## Dataset excerpts

────────

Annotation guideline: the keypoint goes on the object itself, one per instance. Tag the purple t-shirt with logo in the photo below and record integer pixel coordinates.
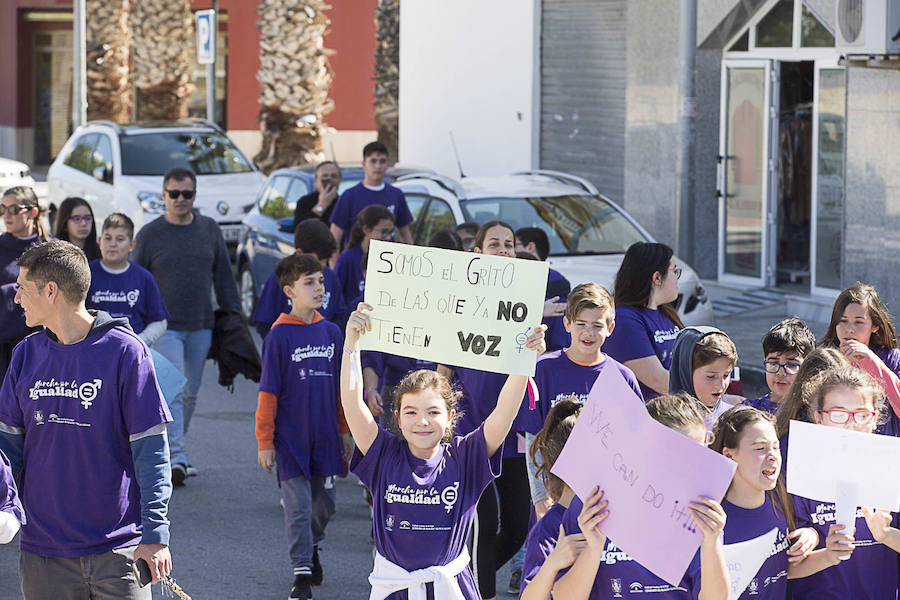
(558, 377)
(478, 400)
(540, 542)
(272, 301)
(9, 495)
(642, 332)
(620, 576)
(133, 294)
(423, 509)
(301, 366)
(356, 198)
(871, 572)
(744, 524)
(78, 404)
(349, 272)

────────

## EXERCISE GOAL
Quote the entries in full. Any image among them is to be omitted from the copy.

## ANSWER AREA
Annotation guideline: the keypoint goes on the object itself, one per instance. Tag the purple t-shirt with logo in the photo below and record integer pixel coordinates.
(558, 377)
(478, 400)
(540, 542)
(272, 301)
(9, 495)
(642, 332)
(620, 576)
(133, 294)
(423, 509)
(301, 366)
(356, 198)
(871, 572)
(744, 524)
(78, 404)
(349, 272)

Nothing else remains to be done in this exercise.